_WHAT IS BEING ASKED_
Everything in the listing below must be duplicated exactly.

_DATA FOR THIS EXERCISE_
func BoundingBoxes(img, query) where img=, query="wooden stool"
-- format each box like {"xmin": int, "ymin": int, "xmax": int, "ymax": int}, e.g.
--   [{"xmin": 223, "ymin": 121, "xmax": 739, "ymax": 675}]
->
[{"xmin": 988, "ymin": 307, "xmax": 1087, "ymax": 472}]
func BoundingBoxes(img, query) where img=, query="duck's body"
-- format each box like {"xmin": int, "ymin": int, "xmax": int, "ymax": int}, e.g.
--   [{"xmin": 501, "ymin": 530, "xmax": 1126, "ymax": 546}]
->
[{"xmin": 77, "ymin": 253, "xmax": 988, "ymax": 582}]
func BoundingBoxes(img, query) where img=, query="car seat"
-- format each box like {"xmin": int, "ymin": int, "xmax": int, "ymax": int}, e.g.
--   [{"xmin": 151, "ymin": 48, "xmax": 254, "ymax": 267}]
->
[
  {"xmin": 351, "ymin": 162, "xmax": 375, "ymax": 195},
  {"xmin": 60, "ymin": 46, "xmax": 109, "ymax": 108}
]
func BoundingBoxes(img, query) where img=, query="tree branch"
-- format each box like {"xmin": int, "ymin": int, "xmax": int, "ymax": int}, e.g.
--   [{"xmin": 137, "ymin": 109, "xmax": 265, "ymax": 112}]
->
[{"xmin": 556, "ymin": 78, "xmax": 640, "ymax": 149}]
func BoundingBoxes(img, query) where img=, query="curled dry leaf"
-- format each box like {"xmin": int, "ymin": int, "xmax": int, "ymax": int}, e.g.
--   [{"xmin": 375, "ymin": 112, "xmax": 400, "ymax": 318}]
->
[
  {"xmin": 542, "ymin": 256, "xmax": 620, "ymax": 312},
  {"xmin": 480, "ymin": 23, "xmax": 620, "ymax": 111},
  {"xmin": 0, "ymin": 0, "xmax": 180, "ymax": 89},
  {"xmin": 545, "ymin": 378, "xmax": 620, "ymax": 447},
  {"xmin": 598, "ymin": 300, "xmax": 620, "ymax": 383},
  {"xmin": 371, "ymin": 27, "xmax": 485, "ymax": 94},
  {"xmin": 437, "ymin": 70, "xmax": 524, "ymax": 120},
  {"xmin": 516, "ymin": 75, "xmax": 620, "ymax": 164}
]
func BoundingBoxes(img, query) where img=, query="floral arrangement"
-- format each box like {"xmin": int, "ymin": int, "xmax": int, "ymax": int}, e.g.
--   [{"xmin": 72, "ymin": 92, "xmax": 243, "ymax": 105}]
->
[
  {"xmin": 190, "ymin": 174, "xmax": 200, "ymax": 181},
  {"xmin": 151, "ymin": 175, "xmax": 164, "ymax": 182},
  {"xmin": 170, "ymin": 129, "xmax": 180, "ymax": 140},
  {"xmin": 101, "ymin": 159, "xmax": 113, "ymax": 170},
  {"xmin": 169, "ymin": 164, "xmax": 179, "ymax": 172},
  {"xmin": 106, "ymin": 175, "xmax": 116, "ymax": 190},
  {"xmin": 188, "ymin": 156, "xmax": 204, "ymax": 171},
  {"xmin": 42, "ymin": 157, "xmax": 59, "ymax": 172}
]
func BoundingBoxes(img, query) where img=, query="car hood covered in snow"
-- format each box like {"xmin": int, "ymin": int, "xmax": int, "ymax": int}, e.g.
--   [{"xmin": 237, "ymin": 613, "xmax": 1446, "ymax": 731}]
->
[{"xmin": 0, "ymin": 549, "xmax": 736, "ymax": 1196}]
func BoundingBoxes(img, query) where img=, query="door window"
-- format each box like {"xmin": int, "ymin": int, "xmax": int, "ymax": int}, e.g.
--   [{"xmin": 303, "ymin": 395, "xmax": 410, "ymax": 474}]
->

_SOLVED PROBLEM_
func BoundingBoxes(img, query) where img=, query="wooden stool"
-- format each box like {"xmin": int, "ymin": int, "xmax": int, "ymax": int}, e.g.
--   [{"xmin": 223, "ymin": 121, "xmax": 739, "ymax": 675}]
->
[{"xmin": 988, "ymin": 307, "xmax": 1087, "ymax": 472}]
func BoundingBoxes(img, query) where img=, query="duck's body"
-- format each box like {"xmin": int, "ymin": int, "xmax": int, "ymax": int}, e.g.
--   [{"xmin": 501, "ymin": 530, "xmax": 1126, "ymax": 546}]
->
[{"xmin": 77, "ymin": 253, "xmax": 988, "ymax": 582}]
func BoundingBoxes(img, query) where img=, query="car seat"
-- format each box like {"xmin": int, "ymin": int, "xmax": int, "ymax": int}, e.g.
--   [{"xmin": 151, "ymin": 48, "xmax": 254, "ymax": 267}]
->
[
  {"xmin": 351, "ymin": 162, "xmax": 375, "ymax": 195},
  {"xmin": 60, "ymin": 46, "xmax": 109, "ymax": 108}
]
func BoundingBoxes(img, query) where img=, query="tree branch"
-- format each box like {"xmin": int, "ymin": int, "xmax": int, "ymax": int}, e.g.
--   [{"xmin": 137, "ymin": 109, "xmax": 265, "ymax": 112}]
->
[{"xmin": 556, "ymin": 78, "xmax": 640, "ymax": 149}]
func BoundingBoxes(img, query) where img=, query="curled dry leaf"
-- format each box like {"xmin": int, "ymin": int, "xmax": int, "ymax": int}, e.g.
--   [{"xmin": 375, "ymin": 112, "xmax": 400, "ymax": 318}]
->
[
  {"xmin": 542, "ymin": 256, "xmax": 620, "ymax": 312},
  {"xmin": 480, "ymin": 23, "xmax": 620, "ymax": 111},
  {"xmin": 0, "ymin": 0, "xmax": 180, "ymax": 89},
  {"xmin": 545, "ymin": 378, "xmax": 620, "ymax": 447},
  {"xmin": 598, "ymin": 300, "xmax": 620, "ymax": 383},
  {"xmin": 371, "ymin": 27, "xmax": 485, "ymax": 94},
  {"xmin": 437, "ymin": 70, "xmax": 524, "ymax": 120},
  {"xmin": 516, "ymin": 75, "xmax": 620, "ymax": 164}
]
func BoundingBoxes(img, query) where img=, query="floral arrangement"
-- format each box like {"xmin": int, "ymin": int, "xmax": int, "ymax": int}, e.g.
--   [{"xmin": 72, "ymin": 92, "xmax": 243, "ymax": 105}]
->
[
  {"xmin": 190, "ymin": 174, "xmax": 200, "ymax": 181},
  {"xmin": 151, "ymin": 175, "xmax": 164, "ymax": 182},
  {"xmin": 170, "ymin": 129, "xmax": 180, "ymax": 140},
  {"xmin": 101, "ymin": 159, "xmax": 113, "ymax": 170},
  {"xmin": 169, "ymin": 164, "xmax": 179, "ymax": 172},
  {"xmin": 106, "ymin": 175, "xmax": 116, "ymax": 190},
  {"xmin": 188, "ymin": 156, "xmax": 204, "ymax": 171},
  {"xmin": 42, "ymin": 157, "xmax": 59, "ymax": 172}
]
func BoundingBoxes(img, query) where img=, query="car hood covered in snow"
-- format each box like {"xmin": int, "ymin": int, "xmax": int, "ymax": int}, e.g.
--   [{"xmin": 237, "ymin": 613, "xmax": 1446, "ymax": 731}]
->
[{"xmin": 0, "ymin": 549, "xmax": 736, "ymax": 1196}]
func BoundingBoxes(img, query) where img=, query="door window"
-- format each box like {"xmin": int, "ymin": int, "xmax": int, "ymax": int}, e.g.
--   [{"xmin": 303, "ymin": 395, "xmax": 410, "ymax": 474}]
->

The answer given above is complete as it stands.